▶ _WHAT NEEDS TO BE DONE_
Retype each line exactly. Skip images.

▶ _EXERCISE MATERIAL_
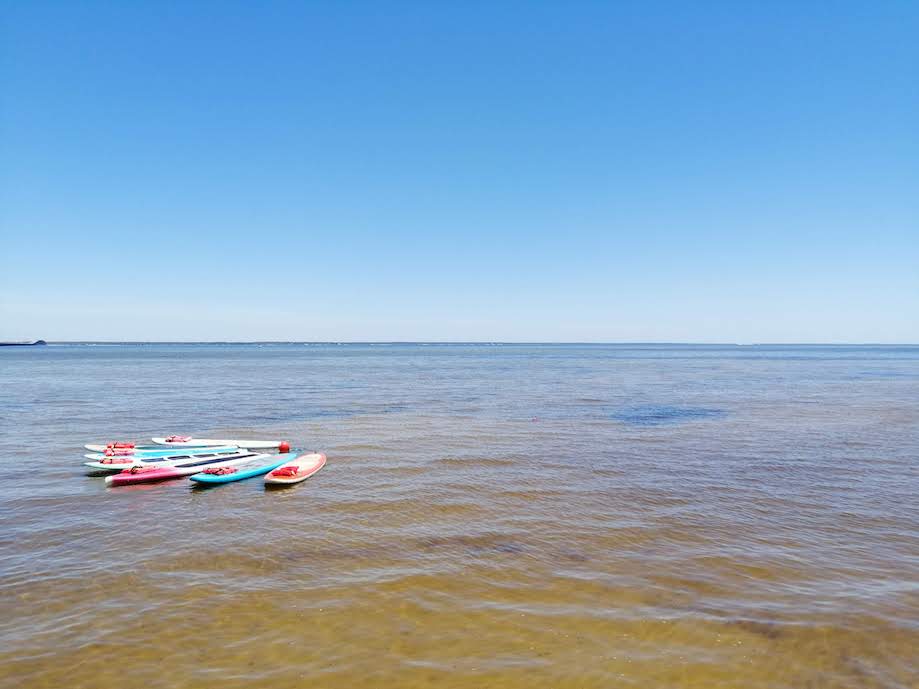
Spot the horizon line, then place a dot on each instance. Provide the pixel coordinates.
(488, 342)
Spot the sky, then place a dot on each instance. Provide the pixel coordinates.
(496, 171)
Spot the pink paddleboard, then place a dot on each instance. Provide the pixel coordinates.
(147, 474)
(297, 470)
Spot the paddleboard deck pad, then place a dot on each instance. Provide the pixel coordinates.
(297, 470)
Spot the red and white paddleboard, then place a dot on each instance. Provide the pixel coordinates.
(148, 474)
(297, 470)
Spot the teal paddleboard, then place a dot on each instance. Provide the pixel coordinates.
(243, 471)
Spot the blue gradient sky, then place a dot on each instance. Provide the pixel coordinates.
(713, 172)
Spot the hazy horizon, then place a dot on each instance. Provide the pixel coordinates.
(513, 172)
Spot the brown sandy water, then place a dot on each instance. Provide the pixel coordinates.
(774, 543)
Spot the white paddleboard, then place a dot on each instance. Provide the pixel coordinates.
(114, 463)
(248, 444)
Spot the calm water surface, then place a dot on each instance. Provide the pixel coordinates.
(490, 516)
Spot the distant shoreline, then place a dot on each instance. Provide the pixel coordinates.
(449, 343)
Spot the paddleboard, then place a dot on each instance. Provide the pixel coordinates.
(148, 474)
(239, 473)
(159, 452)
(119, 463)
(248, 444)
(98, 447)
(298, 470)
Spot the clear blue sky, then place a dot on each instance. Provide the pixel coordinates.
(565, 171)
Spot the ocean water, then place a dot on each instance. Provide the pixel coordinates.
(509, 516)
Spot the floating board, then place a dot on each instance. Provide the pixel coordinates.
(162, 452)
(98, 447)
(297, 470)
(248, 444)
(149, 474)
(119, 463)
(245, 471)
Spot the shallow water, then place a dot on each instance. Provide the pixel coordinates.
(490, 516)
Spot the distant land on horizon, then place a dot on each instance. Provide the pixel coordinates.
(473, 342)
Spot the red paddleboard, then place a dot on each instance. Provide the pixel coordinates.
(297, 470)
(147, 474)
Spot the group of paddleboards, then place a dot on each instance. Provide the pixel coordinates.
(203, 460)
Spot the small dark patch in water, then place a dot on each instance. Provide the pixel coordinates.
(770, 630)
(658, 415)
(473, 545)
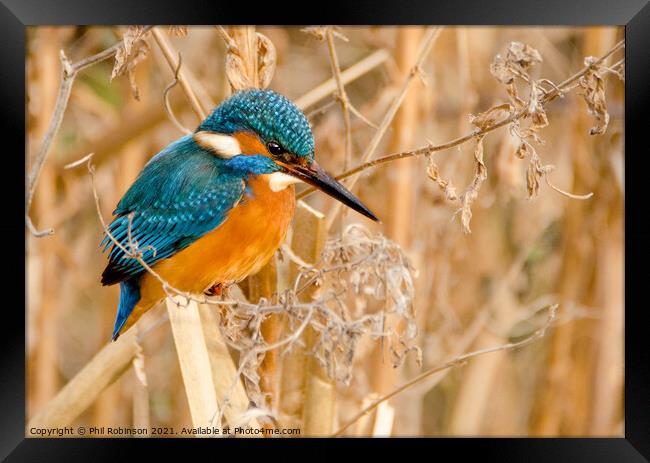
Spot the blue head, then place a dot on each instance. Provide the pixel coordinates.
(262, 122)
(269, 115)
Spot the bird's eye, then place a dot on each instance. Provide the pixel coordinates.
(274, 148)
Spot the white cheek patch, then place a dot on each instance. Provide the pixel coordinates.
(278, 181)
(222, 145)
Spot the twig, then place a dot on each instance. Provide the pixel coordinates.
(168, 52)
(540, 333)
(548, 96)
(425, 47)
(341, 96)
(168, 109)
(230, 42)
(69, 71)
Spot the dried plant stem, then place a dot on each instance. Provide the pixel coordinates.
(182, 75)
(245, 40)
(341, 96)
(234, 402)
(348, 75)
(426, 45)
(459, 360)
(548, 96)
(194, 361)
(69, 71)
(140, 390)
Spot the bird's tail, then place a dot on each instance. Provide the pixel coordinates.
(129, 297)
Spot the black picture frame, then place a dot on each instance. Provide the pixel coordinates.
(15, 15)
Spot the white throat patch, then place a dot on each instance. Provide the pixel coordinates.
(224, 146)
(278, 181)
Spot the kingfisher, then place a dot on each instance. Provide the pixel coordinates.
(213, 206)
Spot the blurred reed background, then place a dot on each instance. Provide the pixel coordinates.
(472, 291)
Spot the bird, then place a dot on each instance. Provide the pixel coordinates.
(213, 206)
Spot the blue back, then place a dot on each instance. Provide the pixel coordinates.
(182, 193)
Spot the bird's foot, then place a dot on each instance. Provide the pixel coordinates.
(220, 289)
(216, 290)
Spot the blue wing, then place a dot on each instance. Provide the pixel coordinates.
(182, 193)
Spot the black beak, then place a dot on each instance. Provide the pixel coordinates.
(316, 176)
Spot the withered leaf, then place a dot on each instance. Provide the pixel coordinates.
(445, 185)
(492, 116)
(471, 194)
(523, 55)
(534, 174)
(593, 92)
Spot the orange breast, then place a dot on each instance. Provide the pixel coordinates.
(241, 245)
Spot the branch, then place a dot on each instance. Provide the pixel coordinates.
(341, 96)
(69, 71)
(540, 333)
(425, 47)
(548, 95)
(169, 52)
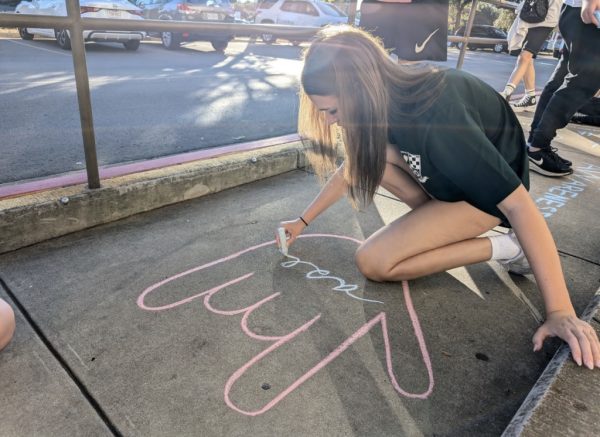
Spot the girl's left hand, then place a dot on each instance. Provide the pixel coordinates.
(579, 335)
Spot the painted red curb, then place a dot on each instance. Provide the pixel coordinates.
(80, 177)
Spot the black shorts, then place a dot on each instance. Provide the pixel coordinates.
(536, 36)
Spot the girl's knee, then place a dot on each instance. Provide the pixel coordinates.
(369, 265)
(7, 324)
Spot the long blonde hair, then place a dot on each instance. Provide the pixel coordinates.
(352, 65)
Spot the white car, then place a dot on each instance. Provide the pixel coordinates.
(310, 13)
(89, 9)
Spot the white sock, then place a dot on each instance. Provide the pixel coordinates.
(504, 247)
(509, 89)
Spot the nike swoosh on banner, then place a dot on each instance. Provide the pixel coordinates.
(419, 47)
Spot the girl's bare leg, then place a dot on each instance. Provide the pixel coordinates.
(435, 236)
(7, 323)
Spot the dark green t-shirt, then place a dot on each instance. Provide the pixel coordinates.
(468, 146)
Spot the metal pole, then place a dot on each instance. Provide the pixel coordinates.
(83, 94)
(461, 55)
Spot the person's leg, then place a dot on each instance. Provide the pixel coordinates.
(556, 80)
(581, 82)
(536, 37)
(529, 78)
(434, 237)
(524, 62)
(7, 324)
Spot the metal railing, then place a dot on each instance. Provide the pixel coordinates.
(76, 25)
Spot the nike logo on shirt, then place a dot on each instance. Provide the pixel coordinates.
(419, 47)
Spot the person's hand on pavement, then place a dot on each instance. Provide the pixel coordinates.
(588, 7)
(579, 335)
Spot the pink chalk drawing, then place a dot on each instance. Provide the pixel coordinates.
(279, 341)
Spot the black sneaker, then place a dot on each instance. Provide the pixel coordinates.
(506, 96)
(526, 102)
(565, 161)
(548, 163)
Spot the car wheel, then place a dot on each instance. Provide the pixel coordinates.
(132, 45)
(63, 40)
(171, 40)
(219, 46)
(268, 38)
(24, 34)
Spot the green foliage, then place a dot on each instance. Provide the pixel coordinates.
(486, 14)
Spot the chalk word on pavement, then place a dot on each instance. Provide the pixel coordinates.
(558, 196)
(278, 341)
(318, 273)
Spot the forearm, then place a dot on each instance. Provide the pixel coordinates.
(540, 249)
(588, 7)
(335, 188)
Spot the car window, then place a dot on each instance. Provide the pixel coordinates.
(289, 6)
(267, 4)
(309, 9)
(330, 10)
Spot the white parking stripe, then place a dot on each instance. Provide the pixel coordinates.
(33, 46)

▶ _RESULT OF THIS TASK_
Spot the horizon line, then place a dot on each instance. Provide the pixel coordinates.
(488, 342)
Spot the sky, then place a dot on each instance. Provide the pixel coordinates.
(496, 171)
Spot the pink paddleboard, then place a dot on each instance. Provide the pixel coordinates.
(147, 474)
(297, 470)
Spot the paddleboard deck pad, then place a dot on each instance. Provide the pixel coordinates.
(297, 470)
Spot the red and white paddleboard, then place a dot on each instance. Provide the pixel coordinates.
(148, 474)
(297, 470)
Spot the teal paddleboard, then place a dot on each instance. Provide the pixel coordinates.
(243, 471)
Spot the blue gradient sky, then place a dot on each instance. Provide the pixel coordinates.
(713, 172)
Spot the hazy horizon, then place a dot on each instance. Provide the pixel coordinates.
(513, 172)
Spot the brown sandy water, then place a dot on each instance. Provide the pixel coordinates.
(774, 543)
Spot the white paddleboard, then place a dot on each instance. Provide the pixel coordinates.
(114, 463)
(248, 444)
Spot the calm water surface, then place a dot on each instance. Provide the pixel coordinates.
(490, 516)
Spot the distant shoreline, then place a dot on each instance. Provide the pixel coordinates.
(449, 343)
Spot the paddleboard, then place a dot on each instance. Provide the pixel coordinates.
(148, 474)
(239, 473)
(159, 452)
(119, 463)
(248, 444)
(98, 447)
(298, 470)
Spot the clear blue sky, then place a dot on each instance. Provide the pixel coordinates.
(565, 171)
Spot the ocean water, then place a dot on each instance. Provide the pixel coordinates.
(509, 516)
Spot the floating board, then place a dot on each instance. Provide the pixel coordinates.
(162, 452)
(98, 447)
(297, 470)
(248, 444)
(149, 474)
(119, 463)
(245, 471)
Spot the shallow water, then place a dot on each instance. Provide the pixel coordinates.
(490, 516)
Spot the distant land on horizon, then place a dot on each instance. Provide the pixel coordinates.
(473, 342)
Spot the red paddleboard, then place a dot on each instance. Provide the pixel coordinates.
(297, 470)
(147, 474)
Spot the group of paddleboards, then place a dot on each instance. Provide the pixel coordinates.
(203, 460)
Spot the small dark patch in water, then place a dot on each instance. Provide the pixel coordinates.
(770, 630)
(658, 415)
(473, 545)
Spot the blue head, then place a dot on each instance. Provide the pixel coordinates.
(262, 122)
(269, 115)
Spot the bird's eye, then place a dot on each instance. Provide the pixel coordinates.
(274, 148)
Spot the white cheek patch, then place a dot on each instance. Provide the pixel coordinates.
(278, 181)
(222, 145)
Spot the twig, then place a dot on each instance. Provide the pixel coordinates.
(168, 52)
(540, 333)
(548, 96)
(425, 47)
(341, 96)
(168, 109)
(230, 42)
(69, 71)
Spot the dried plant stem, then place a dot on each instance. Provide the pixel coordinates.
(182, 75)
(245, 40)
(341, 96)
(234, 402)
(348, 75)
(426, 45)
(459, 360)
(548, 96)
(194, 361)
(69, 71)
(140, 390)
Spot the bird's tail, then place a dot on each instance. Provide the pixel coordinates.
(129, 297)
Spot the black picture frame, then place a dot on each instance. Provide the pixel coordinates.
(15, 15)
Spot the white throat patch, then place a dot on each instance. Provide the pixel coordinates.
(224, 146)
(278, 181)
Spot the kingfisher, then place a dot on each instance. Provide the pixel coordinates.
(213, 206)
Spot the blurred reed background, then place a dot on each instance. Provide the pixel coordinates.
(472, 291)
Spot the bird, then place a dot on each instance. Provide the pixel coordinates.
(213, 206)
Spot the blue back, then place a dot on each instance. Provide the pixel coordinates.
(182, 193)
Spot the bird's foot, then place a dot on each instance. Provide the pixel coordinates.
(220, 289)
(216, 290)
Spot the blue wing, then place a dot on each instance. Provide the pixel coordinates.
(182, 193)
Spot the black beak, then place a dot on each instance. Provide the pixel coordinates.
(316, 176)
Spot the withered leaf, then place a dot on each instance. Provide the pixel coordinates.
(445, 185)
(492, 116)
(471, 194)
(523, 55)
(534, 174)
(593, 92)
Spot the orange breast, then place a dot on each instance. Provide the pixel coordinates.
(241, 245)
Spot the branch, then place a dot on each instance. Provide the pixel coordinates.
(341, 96)
(69, 71)
(540, 333)
(425, 47)
(548, 95)
(169, 52)
Spot the girl's left hand, then place a dot on each instance. Provide the pixel coordinates.
(579, 335)
Spot the painted red curb, then place a dot on each instance. Provide the pixel coordinates.
(80, 177)
Spot the black shorts, then place a dot on each instance. Provide the pixel coordinates.
(536, 36)
Spot the girl's knee, then place a dot on each instance. Provide the pixel coordinates.
(369, 265)
(7, 324)
Spot the long blonde hair, then place a dot on each instance. Provide the pixel coordinates.
(352, 65)
Spot the white car, then place a dot on each instance. Provide the pixel coordinates.
(310, 13)
(89, 9)
Spot the white sock, then place a dot on each instance. Provide the pixel coordinates.
(504, 247)
(509, 89)
Spot the nike swoosh on banner, then place a dot on each instance. Provide the pixel coordinates.
(419, 47)
Spot the girl's bare leg, then place a dot on each instance. Provide the pixel coordinates.
(435, 236)
(7, 323)
Spot the dark green t-shirt, then place a dot on each instance. Provide the pixel coordinates.
(468, 146)
Spot the metal pole, then place a dot on each instance. Provide the pixel coordinates.
(83, 94)
(461, 55)
Spot the person's leg, then place a dot on each instance. Provide the pixel coordinates.
(556, 80)
(581, 82)
(536, 37)
(529, 78)
(434, 237)
(524, 62)
(7, 324)
Spot the metal railing, then place a dot on each instance. Provide the pixel coordinates.
(76, 25)
Spot the nike logo on shirt, then place a dot on each instance. Provide the pixel coordinates.
(419, 47)
Spot the person's hand on pavement, then place a dot on each instance. Provide the pixel coordinates.
(588, 7)
(579, 335)
Spot the pink chalk drawing, then place a dot on each instance. Provide the pixel coordinates.
(279, 341)
Spot the black sneaker, then place a dot on each instance. Provide the pixel coordinates.
(506, 96)
(526, 102)
(565, 161)
(548, 163)
Spot the car wheel, then place a dot on each instance. Provide the pixel coordinates.
(132, 45)
(63, 40)
(171, 40)
(219, 46)
(268, 38)
(24, 34)
Spot the green foliage, then place a dot on each instance. Provide the pixel coordinates.
(486, 14)
Spot the chalk word on pavement, then place a dot on each instance. Provide the pixel coordinates.
(558, 196)
(278, 341)
(318, 273)
Spot the forearm, then place a dot on each instance. Provide the pixel coordinates.
(540, 249)
(588, 7)
(335, 188)
Spot the car window, then place a dot on each instance. Provide the pixel coordinates.
(289, 6)
(267, 4)
(309, 9)
(330, 10)
Spot the white parking stripe, then place a dot on each instance. Provide the pixel coordinates.
(33, 46)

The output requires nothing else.